[REQUIRED ACTIONS]:
**A.** Answer these questions using the police scanner text:
(i) Which platform streaming police feeds had tens of thousands of listeners?
(ii) What position does Lindsay Blanton hold?
(iii) What reason does the Pasadena Police Department give for encrypting its frequencies?
**B.** Carry on the police scanner text from its final sentence.

[TEXT PROVIDED]:
>>
In the midst of all this, one of the most difficult sources of information to parse has been one of the oldest: the police scanner. Until this morning, feeds from the Boston Police Department, broadcast over the web and through apps, were publicly available to anyone. Broadcastify, which calls itself “the radio communications industry’s largest platform for streaming live audio for public safety, aircraft, rail, and marine related communications,” had tens of thousands of listeners. Many of those listeners relayed the chatter they heard to Twitter or Reddit, if members of the public, or through news outlets, if members of the media.

Police scanners seem like reliable sources of information, a direct line to those who know more than anyone else about what’s going on on the ground. News reporters and organizations are posting direct quotes from scanners without any equivocation. You could almost see them thinking, “this stuff originates from the police themselves! It must be real!” Some of these channels, which are essentially just like any AM/FM station, are available to the public, or at least any member of the public with a computer (or, in the past, a $100 scanner). Those are mostly calls from dispatch, according to a detective from the Radnor, Pennsylvania police department who chatted with me about how scanners work. “You can hear police calls, fire calls, EMS calls, public works calls,” he said. (Radnor is the hometown of Sunil Tripathi, a Brown student who became a prime suspect in the minds of the public for a few hours last night.) Lindsay Blanton, CEO of the company that owns Broadcastify, confirmed that, saying “Our feed provider terms of service restrict the broadcast of any law enforcement communications that are not routine dispatch frequencies and talkgroups.”

The police doesn’t much care that these are available to the public. They’re not provided as a service to the public or out of any kind of desire to transparency; many police forces just don’t bother encrypting these radio feeds because they’re not seen as sensitive. This isn’t the only way they communicate; on-duty officers have secure, encrypted lines as well, the detective from Radnor tells me. It’s important to note that there’s no law requiring police dispatch lines to be public; in fact, many departments, like the Pasadena Police Department, have decided to encrypt all of their frequencies. Pasadena cites concern for victims, whose names and locations are often broadcast over the channel, as the reason for the change.
<<
[GIVEN DATA]:
>>
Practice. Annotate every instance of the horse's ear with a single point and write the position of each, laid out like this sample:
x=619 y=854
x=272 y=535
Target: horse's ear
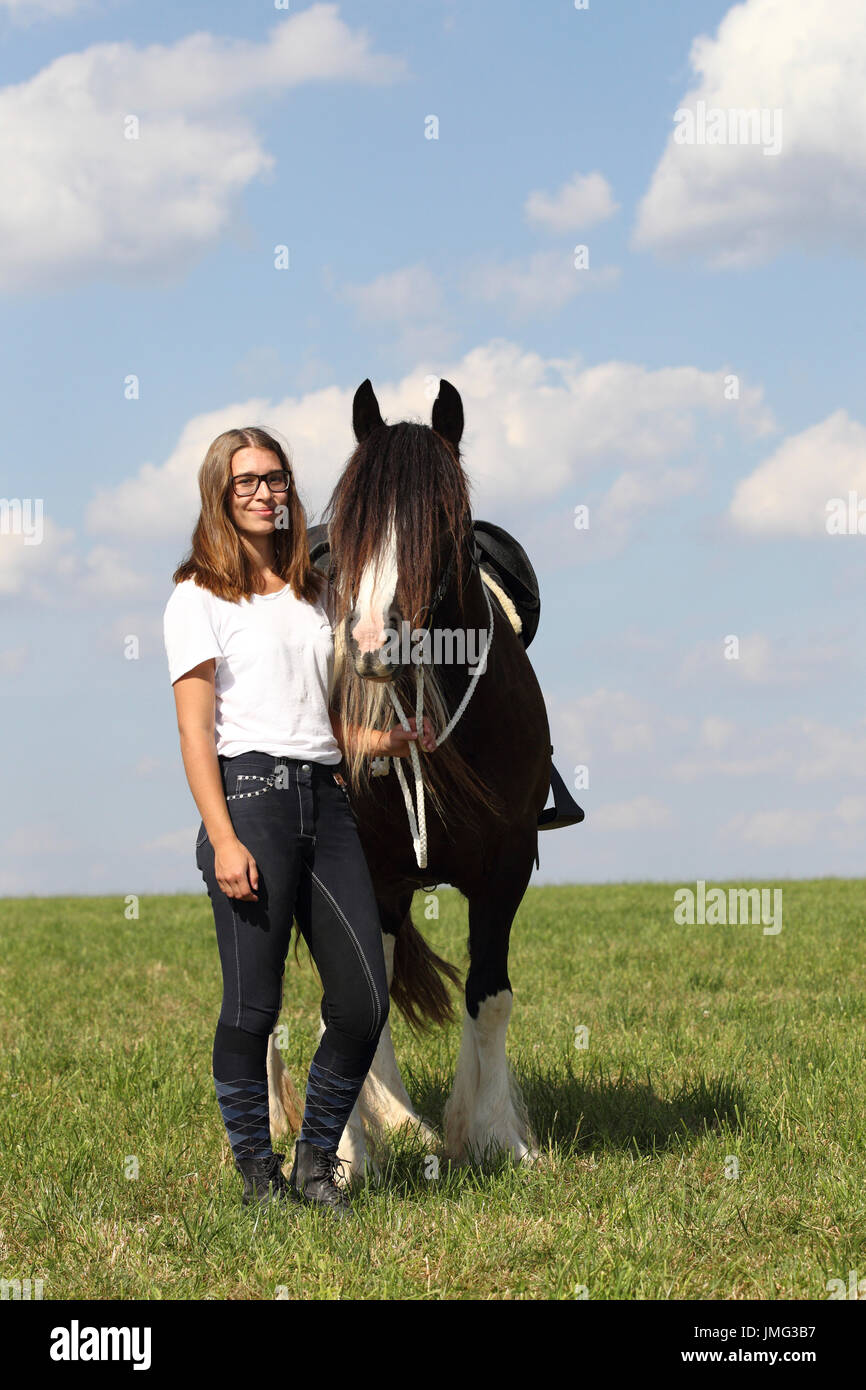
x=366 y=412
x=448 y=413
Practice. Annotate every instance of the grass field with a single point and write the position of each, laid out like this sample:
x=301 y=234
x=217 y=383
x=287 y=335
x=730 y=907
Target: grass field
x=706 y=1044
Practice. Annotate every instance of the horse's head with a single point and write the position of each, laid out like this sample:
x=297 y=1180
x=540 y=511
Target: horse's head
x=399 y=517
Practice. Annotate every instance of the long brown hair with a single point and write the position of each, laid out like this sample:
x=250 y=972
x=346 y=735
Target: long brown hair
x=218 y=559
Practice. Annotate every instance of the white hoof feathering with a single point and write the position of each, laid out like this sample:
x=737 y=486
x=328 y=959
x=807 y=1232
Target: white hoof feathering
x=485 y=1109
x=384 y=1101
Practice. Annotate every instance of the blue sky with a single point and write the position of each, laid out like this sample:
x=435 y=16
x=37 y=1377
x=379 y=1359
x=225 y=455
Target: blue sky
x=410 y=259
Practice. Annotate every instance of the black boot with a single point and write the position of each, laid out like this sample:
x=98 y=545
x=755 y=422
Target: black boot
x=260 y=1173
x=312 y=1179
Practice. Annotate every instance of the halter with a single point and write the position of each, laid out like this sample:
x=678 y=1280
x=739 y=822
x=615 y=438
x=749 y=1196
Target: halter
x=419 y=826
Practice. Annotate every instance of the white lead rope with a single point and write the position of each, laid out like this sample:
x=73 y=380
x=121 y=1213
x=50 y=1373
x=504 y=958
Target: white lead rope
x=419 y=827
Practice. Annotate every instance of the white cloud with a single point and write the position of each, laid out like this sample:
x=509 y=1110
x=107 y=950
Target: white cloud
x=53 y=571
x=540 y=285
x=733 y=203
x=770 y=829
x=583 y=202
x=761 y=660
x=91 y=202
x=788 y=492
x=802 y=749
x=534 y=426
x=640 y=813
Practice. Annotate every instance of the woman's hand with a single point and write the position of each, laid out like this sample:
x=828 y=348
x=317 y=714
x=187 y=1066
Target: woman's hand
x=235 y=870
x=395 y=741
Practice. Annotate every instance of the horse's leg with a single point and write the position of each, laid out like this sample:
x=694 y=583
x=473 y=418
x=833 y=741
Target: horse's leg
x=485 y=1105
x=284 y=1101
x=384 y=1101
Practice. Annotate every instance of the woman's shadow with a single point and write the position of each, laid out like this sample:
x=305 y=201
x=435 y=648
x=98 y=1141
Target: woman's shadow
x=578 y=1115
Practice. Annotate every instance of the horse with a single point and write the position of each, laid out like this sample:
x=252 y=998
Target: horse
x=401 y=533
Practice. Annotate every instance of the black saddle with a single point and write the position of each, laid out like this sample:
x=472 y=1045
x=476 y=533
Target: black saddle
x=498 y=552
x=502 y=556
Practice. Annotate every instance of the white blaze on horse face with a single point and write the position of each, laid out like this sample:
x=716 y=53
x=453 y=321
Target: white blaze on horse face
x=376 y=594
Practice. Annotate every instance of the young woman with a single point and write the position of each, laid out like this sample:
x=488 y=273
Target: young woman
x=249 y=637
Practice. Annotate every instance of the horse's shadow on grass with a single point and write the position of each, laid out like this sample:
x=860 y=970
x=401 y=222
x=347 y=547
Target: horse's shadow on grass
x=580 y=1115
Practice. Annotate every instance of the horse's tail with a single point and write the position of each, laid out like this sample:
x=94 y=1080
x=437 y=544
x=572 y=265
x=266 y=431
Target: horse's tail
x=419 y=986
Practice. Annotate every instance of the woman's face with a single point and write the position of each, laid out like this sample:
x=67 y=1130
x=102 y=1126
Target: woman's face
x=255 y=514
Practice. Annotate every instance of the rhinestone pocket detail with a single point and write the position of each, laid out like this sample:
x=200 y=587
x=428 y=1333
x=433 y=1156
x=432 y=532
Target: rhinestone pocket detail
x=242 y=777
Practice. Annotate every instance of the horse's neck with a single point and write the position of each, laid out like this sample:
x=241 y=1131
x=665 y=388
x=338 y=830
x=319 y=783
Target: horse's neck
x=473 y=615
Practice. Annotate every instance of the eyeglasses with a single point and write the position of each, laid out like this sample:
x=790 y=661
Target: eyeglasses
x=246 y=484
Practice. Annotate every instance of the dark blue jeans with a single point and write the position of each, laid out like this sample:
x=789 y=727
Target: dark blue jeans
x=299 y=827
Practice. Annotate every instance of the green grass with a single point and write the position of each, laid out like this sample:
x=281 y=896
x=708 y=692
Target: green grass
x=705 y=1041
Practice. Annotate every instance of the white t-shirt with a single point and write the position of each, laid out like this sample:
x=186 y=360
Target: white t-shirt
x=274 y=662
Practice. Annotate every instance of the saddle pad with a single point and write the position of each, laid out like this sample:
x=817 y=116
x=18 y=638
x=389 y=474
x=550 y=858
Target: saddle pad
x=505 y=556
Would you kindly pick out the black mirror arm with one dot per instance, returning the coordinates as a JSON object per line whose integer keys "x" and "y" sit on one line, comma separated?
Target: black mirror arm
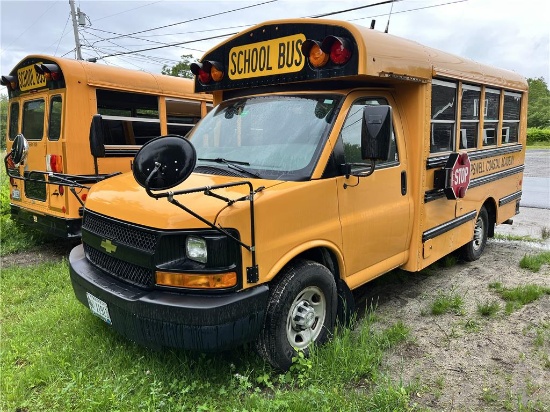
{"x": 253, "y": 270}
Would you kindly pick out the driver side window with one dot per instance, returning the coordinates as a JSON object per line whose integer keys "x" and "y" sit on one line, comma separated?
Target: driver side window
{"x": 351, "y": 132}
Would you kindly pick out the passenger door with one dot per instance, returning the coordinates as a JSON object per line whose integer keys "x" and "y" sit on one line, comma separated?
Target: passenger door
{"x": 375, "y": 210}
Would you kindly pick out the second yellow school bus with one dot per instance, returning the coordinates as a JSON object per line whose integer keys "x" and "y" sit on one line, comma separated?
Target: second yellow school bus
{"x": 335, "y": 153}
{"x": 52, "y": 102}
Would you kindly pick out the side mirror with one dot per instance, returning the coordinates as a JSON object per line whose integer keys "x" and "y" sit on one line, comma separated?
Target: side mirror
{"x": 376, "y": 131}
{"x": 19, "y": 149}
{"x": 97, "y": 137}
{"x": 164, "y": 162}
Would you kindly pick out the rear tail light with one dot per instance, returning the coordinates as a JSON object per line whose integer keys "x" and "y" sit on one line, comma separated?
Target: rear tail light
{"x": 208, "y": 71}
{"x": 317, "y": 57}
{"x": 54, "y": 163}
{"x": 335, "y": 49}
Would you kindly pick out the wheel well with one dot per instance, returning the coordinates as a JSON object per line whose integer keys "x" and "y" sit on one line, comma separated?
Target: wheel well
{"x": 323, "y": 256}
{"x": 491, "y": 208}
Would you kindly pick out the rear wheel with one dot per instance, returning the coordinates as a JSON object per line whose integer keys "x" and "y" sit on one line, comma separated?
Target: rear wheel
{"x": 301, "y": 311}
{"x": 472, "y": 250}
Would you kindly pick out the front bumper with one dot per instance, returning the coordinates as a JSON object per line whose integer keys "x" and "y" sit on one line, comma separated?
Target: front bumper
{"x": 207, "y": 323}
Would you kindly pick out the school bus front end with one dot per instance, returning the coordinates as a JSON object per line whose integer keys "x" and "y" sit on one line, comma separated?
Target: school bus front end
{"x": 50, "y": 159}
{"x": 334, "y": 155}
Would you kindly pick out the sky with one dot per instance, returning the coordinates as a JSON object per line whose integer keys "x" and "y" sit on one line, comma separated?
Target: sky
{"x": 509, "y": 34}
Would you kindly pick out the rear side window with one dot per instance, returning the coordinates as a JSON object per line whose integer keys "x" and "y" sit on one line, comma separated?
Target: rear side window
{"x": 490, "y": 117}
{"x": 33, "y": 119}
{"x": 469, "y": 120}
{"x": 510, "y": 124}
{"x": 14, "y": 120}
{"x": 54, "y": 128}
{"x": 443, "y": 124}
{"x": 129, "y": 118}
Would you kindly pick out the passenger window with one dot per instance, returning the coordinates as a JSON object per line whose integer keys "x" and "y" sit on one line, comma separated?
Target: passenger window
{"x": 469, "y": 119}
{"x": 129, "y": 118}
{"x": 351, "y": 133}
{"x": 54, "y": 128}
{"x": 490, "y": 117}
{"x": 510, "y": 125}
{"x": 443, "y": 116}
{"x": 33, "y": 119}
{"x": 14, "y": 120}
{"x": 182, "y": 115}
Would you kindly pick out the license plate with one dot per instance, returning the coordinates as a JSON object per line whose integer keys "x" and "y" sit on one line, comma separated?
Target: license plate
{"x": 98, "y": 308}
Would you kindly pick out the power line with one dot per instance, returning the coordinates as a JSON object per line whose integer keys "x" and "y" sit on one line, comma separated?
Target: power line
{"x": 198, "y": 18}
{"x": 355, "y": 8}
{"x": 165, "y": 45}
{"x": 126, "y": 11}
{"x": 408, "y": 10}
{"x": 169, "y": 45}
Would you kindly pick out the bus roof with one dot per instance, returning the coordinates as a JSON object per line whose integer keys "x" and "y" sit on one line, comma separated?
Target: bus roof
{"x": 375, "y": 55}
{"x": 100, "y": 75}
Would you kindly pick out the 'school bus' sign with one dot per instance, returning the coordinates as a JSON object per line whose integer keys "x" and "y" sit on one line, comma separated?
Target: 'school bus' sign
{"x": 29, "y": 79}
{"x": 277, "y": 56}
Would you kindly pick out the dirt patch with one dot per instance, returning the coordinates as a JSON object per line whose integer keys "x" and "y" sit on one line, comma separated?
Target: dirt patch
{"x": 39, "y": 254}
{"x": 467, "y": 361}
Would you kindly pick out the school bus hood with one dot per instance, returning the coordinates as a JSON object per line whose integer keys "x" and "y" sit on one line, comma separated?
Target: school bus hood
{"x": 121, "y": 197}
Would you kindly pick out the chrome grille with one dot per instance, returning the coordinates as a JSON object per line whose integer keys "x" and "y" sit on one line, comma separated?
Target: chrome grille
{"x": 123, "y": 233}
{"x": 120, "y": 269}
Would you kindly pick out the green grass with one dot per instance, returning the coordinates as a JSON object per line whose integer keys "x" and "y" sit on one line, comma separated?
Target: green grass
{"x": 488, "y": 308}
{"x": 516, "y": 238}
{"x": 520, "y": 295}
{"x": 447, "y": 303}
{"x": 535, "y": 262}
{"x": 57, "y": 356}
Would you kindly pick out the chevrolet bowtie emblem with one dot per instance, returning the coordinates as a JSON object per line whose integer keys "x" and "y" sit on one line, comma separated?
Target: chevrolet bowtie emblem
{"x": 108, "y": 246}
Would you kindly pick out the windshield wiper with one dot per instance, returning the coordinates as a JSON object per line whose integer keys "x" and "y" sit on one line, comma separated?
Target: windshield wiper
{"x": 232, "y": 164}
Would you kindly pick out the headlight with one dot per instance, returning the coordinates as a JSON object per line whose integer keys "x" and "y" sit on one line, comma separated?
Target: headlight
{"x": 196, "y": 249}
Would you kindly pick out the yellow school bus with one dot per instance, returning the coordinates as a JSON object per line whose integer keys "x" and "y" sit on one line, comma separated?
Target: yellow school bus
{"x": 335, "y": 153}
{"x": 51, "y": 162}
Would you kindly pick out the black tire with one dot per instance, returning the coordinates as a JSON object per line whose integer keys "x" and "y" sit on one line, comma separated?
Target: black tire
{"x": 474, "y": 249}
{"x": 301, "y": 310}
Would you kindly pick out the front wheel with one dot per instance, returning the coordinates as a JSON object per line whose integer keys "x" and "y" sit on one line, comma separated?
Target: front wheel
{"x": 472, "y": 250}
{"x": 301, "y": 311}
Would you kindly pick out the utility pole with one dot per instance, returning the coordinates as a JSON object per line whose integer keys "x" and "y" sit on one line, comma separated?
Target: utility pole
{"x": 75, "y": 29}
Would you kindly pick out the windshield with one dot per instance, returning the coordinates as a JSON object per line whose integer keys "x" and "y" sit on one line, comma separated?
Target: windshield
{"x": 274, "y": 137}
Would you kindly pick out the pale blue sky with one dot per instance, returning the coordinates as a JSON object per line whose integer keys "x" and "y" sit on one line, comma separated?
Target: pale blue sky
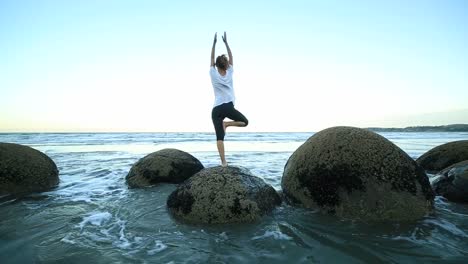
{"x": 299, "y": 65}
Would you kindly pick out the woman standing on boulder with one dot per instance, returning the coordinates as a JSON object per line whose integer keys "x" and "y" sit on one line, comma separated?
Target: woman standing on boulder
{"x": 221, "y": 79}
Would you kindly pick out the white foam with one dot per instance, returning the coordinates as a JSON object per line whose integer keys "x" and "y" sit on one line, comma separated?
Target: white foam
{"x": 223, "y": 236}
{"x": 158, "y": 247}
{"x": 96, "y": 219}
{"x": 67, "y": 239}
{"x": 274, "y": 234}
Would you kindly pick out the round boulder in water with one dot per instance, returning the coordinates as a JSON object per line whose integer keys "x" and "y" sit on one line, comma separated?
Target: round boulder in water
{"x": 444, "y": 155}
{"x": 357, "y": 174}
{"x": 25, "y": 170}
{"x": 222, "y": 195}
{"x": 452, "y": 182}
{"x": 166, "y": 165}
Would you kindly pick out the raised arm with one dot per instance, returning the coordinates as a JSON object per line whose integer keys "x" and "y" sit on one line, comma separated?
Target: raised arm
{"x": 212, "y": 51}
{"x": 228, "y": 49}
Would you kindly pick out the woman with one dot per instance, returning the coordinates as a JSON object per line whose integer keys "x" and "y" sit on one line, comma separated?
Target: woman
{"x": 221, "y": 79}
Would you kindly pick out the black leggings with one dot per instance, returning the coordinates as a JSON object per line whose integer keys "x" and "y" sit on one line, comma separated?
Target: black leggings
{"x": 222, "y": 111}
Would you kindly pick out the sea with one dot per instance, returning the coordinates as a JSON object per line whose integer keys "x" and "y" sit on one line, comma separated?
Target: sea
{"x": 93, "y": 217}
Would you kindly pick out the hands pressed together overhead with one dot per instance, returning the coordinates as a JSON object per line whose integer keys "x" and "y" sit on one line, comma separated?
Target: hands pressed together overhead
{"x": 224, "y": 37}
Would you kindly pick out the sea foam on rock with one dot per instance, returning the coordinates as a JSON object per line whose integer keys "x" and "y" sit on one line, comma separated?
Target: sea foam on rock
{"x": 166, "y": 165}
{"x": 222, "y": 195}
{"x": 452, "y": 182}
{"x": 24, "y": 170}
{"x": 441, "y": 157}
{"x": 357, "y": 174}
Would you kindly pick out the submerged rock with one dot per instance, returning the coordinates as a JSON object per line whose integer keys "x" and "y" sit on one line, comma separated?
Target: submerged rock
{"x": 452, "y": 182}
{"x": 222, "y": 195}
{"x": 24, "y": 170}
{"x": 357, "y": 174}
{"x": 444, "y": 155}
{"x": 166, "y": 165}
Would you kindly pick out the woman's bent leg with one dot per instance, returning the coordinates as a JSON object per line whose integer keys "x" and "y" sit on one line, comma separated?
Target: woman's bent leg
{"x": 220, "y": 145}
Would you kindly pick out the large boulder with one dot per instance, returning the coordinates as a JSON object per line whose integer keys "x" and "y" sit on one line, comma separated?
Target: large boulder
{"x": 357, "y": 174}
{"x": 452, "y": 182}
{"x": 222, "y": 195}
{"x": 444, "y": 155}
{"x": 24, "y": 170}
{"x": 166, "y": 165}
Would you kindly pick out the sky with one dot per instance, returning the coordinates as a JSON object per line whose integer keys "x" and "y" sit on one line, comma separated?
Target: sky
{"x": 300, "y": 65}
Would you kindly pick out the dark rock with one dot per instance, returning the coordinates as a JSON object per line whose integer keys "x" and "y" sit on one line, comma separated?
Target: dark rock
<<
[ANSWERS FOR THE TASKS]:
**A.**
(i) Broadcastify
(ii) CEO of the company that owns Broadcastify
(iii) Concern for victims, whose names and locations are often broadcast over the channel

**B.**
What you hear on the scanner is what the dispatcher or communications center hears: a call that something is happening that requires investigation, and conversation that comes from addressing that call. That doesn’t make it true, of course, nor does the dispatcher or any police officer make any claim to that effect. When somebody calls the police station and says they see a suspicious person lurking in an alley, what the public hears through the scanner is “possible suspicious person lurking in an alley.” If it turns out to be a chair with a coat on it, that’s no big deal for the police; they investigated and resolved the call. But if a member of the media hears that, and the call happens to take place in a city in which a recent bombing has killed three and injured hundreds, that chair with a coat can turn into a terrorist with one tweet.

Early this morning, the Boston Police Department tweeted this:

In response, Broadcastify shut down its scanner feeds, saying “MA State PD and Boston Police have requested via social media to not post search locations for the Boston bombing suspects – the Boston PD feed is temporarily offline due to this request.” This is an indirect request, and a respectful response from Broadcastify; the scanner feed isn’t “offline,” it’s merely harder to find, to try to tamp down the flow of misinformation. Lindsay Blanton, from Broadcastify, told me via email that “we did not receive any formal request – we’re just making the temporary decision for now in light of the extraordinary events.”

An academic paper from a doctoral student at the Indiana University School of Journalism examines the legality and ethics of tweeting information from police scanners more closely. Here’s the conclusion, with the important part emphasized by me:

Tweeting public safety radio traffic – while probably legal and often beneficial – should be done sparingly and under pre-set guidelines designed to minimize the spread of flawed information and avoid compromising the safety of emergency personnel, the public, and media. If followed, such precautions should lessen the need – if not the likelihood – for an aggrieved party to seek legal recourse for alleged defamation.

Broadcastify is a perfect example of why the most important element of the debate is the need for specific rules. Though Broadcastify did eventually cut off the flow of scanner information to Twitterers, it was only done after several innocents had already suffered the consequences of false accusation.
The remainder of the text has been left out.